● **DATA SHOWN**:
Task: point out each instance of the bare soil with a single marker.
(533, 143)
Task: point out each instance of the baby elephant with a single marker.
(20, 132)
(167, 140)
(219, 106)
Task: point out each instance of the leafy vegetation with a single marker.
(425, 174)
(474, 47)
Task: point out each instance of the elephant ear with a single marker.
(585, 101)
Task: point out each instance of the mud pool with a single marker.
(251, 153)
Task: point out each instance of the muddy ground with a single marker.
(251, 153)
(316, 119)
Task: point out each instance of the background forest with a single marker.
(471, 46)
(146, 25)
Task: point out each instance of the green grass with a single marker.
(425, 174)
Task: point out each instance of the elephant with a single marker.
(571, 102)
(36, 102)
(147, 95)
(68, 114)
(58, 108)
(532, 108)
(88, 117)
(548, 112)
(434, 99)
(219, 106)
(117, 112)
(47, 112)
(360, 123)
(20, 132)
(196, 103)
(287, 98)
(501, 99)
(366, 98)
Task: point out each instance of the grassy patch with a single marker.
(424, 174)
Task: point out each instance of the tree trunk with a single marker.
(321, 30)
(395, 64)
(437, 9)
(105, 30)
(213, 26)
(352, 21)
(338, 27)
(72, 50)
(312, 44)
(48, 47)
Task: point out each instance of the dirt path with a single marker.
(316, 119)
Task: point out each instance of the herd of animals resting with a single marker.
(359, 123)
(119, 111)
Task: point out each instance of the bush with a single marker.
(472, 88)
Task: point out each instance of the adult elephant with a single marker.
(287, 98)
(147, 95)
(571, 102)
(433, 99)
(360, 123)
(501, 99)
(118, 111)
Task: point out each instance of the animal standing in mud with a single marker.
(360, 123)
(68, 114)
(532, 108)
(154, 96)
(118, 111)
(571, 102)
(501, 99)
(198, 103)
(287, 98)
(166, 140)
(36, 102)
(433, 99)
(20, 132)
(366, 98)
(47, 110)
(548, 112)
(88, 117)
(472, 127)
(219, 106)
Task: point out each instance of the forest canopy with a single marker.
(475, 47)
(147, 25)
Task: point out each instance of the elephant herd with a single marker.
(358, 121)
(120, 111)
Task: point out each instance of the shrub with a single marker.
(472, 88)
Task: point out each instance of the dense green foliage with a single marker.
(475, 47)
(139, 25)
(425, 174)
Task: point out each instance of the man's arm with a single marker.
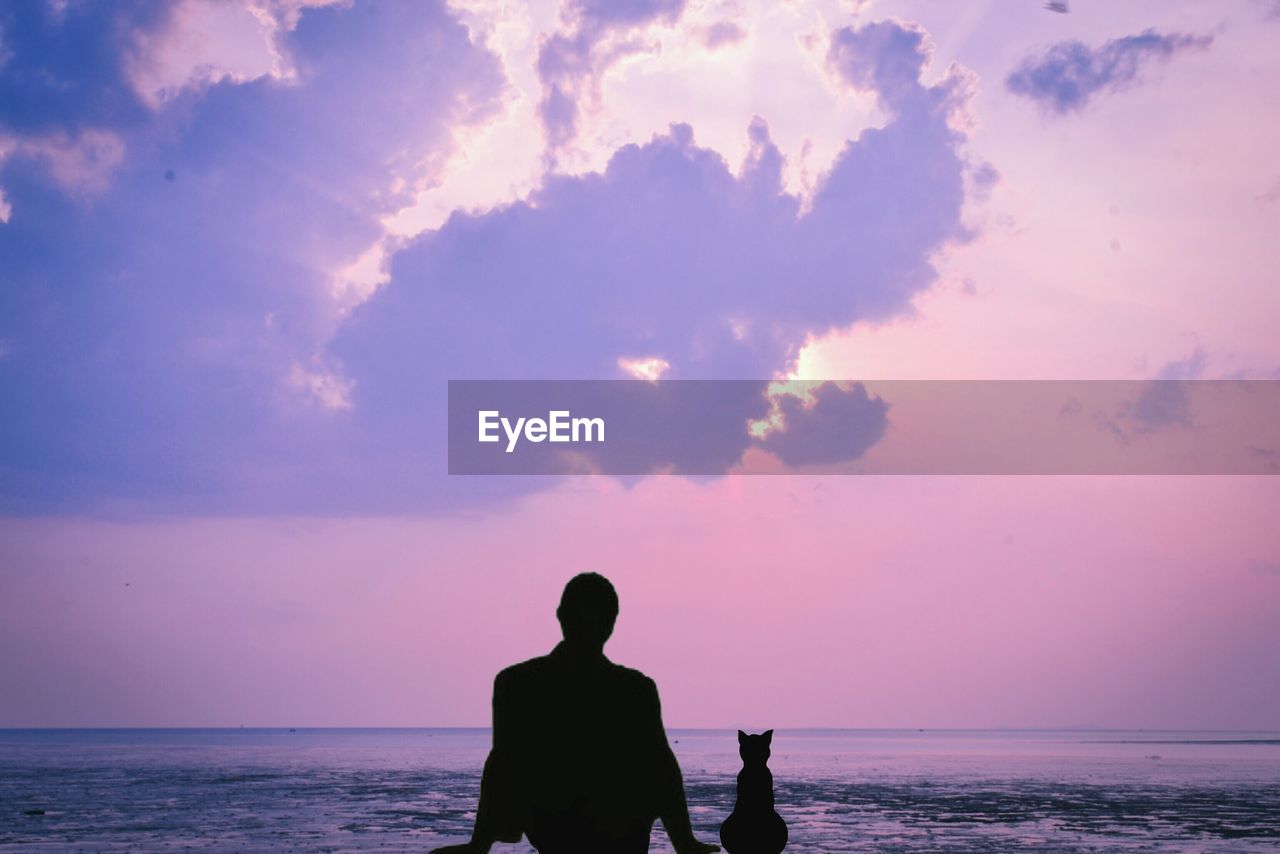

● **DIRECTIONS**: Copy out every row above verbatim, omitting the picture.

● **ANSWER TO THIS TASK**:
Task: point out each instance of the bare soil with a single marker.
(533, 143)
Task: point out each instance of the baby elephant with a single marker.
(20, 132)
(167, 140)
(219, 106)
Task: point out each instance of the leafy vegetation with a single marker.
(425, 174)
(474, 47)
Task: point out each instance of the elephant ear with a single marker.
(585, 101)
Task: point out each instance of the mud pool with a single marker.
(251, 153)
Task: point out each instance of the muddy ground with a single marker.
(251, 153)
(316, 119)
Task: point out each instance of the background forest with a single marker.
(471, 46)
(146, 25)
Task: point out each instance of the green grass with a single marker.
(425, 174)
Task: point out each instance of the elephant with a single marker.
(571, 102)
(36, 102)
(147, 95)
(68, 114)
(58, 108)
(532, 108)
(88, 117)
(548, 112)
(434, 99)
(219, 106)
(117, 112)
(47, 112)
(360, 123)
(20, 132)
(196, 103)
(287, 98)
(501, 99)
(366, 98)
Task: point out each instance of the grassy patch with a single marker.
(424, 174)
Task: point out each instance of the tree trunk with a single marker.
(321, 30)
(395, 64)
(437, 9)
(105, 30)
(213, 26)
(352, 21)
(338, 27)
(72, 50)
(312, 44)
(48, 47)
Task: point out each instance of the dirt path with a single marker.
(316, 119)
Task: point out each instance of the herd of animals resting with a single marker.
(359, 123)
(119, 111)
Task: point out each instance of the bush with a single marker.
(472, 88)
Task: point out each instance of the adult elephant with a single marker.
(287, 98)
(147, 95)
(571, 102)
(433, 99)
(360, 123)
(501, 99)
(118, 111)
Task: point out each instance of the animal standing in mud with a single marker.
(360, 123)
(68, 114)
(532, 108)
(154, 96)
(118, 111)
(571, 102)
(501, 99)
(198, 103)
(287, 98)
(166, 140)
(36, 102)
(433, 99)
(20, 132)
(366, 98)
(47, 110)
(548, 112)
(88, 117)
(472, 127)
(219, 106)
Task: point out each instance of the forest canopy with a single marker.
(475, 47)
(147, 25)
Task: point out each instance of the elephant herd with a single marker.
(358, 121)
(120, 111)
Task: point out each instance of the shrub with a single marker.
(472, 88)
Task: point out each instance of the dense green foliage with a single marker.
(475, 47)
(139, 25)
(425, 174)
Task: point out each instance of the man's arm with a single marker.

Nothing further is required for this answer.